▶ TASKS FOR THIS EXERCISE
(a) Using the copper bullet text below, answer each question briefly.
(i) In which soil did no corrosion of the copper projectiles occur?
(ii) What technique was used to determine how far corrosion had progressed?
(iii) In what year did Dr. Butler move to a full-time position as a Research Physical Scientist?
(b) Translate this sentence from the copper bullet text below into Spanish: "Copper projectiles fired into sand filled lysimeter cells were retrieved for use in a corrosion study."

Environmental Impact Assessment of the Copper Bullet

The recommended use of copper (Cu) projectile bullets for both military training and civilian shooting sports is increasing as the interest of our nation focuses on less hazardous technologies without compromised performance. In recent years, the Pb-free, M855A1 Cu round was approved by the Army for fielding with plans to replace the M855. In an effort to determine the environmental impact of Cu bullet fragments in geographically diverse shooting range soils, the behavior of spent copper (Cu) projectiles in multiple soils was investigated under controlled laboratory conditions of varied temperature and humidity combinations. Copper projectiles fired into sand filled lysimeter cells were retrieved for use in a corrosion study. The recovered projectiles were evaluated in four soils with different physicochemical properties. Soils used were characterized as sandy, organic clay, sandy silt, and clay. Corrosion was observed on Cu projectiles collected from sandy, organic clay, and clay soils while no corrosion of the metal occurred in the sandy silt soil. The extent to which corrosion occurred was determined using Scanning Electron Microscopy (SEM). Results from this study suggest that factors contributing to corrosion of projectiles embedded in soils included oxygen, moisture, and organic matter.

Speaker's Bio

Dr. Afrachanna D. Butler

Dr. Afrachanna D. Butler has been employed by the Environmental Laboratory, United States Army Engineer Research and Development Center (ERDC), Vicksburg, MS, since 2001. She began her career on a temporary appointment as a contract student and progressed to a full-time position in 2007 as a Research Physical Scientist, widely regarded for her research and educational accomplishments, and her service as a role model for others, particularly scientific peers in her profession.

Dr. Butler is currently working for the "Green Team" in the Engineering Branch of the Environmental Laboratory. Her research areas include the fate and transport of heavy metals (e.g., lead), the use of plants for metal and energetic (e.g., RDX and TNT) munitions constituents stabilization in military range soils, elucidation of key mechanistic processes affecting metal dissolution, and the use of plants for demonstrating sustainable remediation/management of heavy metal and energetic contaminated soils, sediments, and surface and ground waters.

▶ EXCERPTED RECORDS
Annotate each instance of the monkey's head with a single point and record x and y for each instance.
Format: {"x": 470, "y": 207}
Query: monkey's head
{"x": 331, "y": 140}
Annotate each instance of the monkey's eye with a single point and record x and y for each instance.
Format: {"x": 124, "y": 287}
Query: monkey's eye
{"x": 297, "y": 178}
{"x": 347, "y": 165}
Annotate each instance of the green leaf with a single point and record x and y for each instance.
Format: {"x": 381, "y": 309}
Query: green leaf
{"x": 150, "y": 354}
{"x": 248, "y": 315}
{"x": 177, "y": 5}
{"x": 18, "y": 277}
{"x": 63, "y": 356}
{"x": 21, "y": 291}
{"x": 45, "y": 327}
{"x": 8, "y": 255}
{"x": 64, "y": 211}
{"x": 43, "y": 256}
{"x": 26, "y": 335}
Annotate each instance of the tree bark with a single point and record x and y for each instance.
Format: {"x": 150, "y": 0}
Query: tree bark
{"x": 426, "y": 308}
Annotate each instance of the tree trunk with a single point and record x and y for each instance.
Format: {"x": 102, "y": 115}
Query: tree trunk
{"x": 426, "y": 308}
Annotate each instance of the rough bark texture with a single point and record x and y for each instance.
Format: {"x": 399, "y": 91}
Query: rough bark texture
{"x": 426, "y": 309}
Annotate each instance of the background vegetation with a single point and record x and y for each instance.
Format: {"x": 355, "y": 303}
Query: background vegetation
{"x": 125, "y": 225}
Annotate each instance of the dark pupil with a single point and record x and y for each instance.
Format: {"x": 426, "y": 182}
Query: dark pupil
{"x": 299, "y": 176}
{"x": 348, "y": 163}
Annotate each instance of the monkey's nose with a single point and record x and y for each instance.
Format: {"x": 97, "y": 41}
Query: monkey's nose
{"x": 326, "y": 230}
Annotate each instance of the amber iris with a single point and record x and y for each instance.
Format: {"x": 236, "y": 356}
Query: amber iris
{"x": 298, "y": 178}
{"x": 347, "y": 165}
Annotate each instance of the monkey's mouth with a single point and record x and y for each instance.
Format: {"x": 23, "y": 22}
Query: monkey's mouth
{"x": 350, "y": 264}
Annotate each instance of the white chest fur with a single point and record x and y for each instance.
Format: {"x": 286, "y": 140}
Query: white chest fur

▶ ANSWERS
(a)
(i) The sandy silt soil.
(ii) Scanning Electron Microscopy (SEM).
(iii) 2007.

(b) Los proyectiles de cobre disparados en celdas de lisímetro rellenas de arena se recuperaron para su uso en un estudio de corrosión.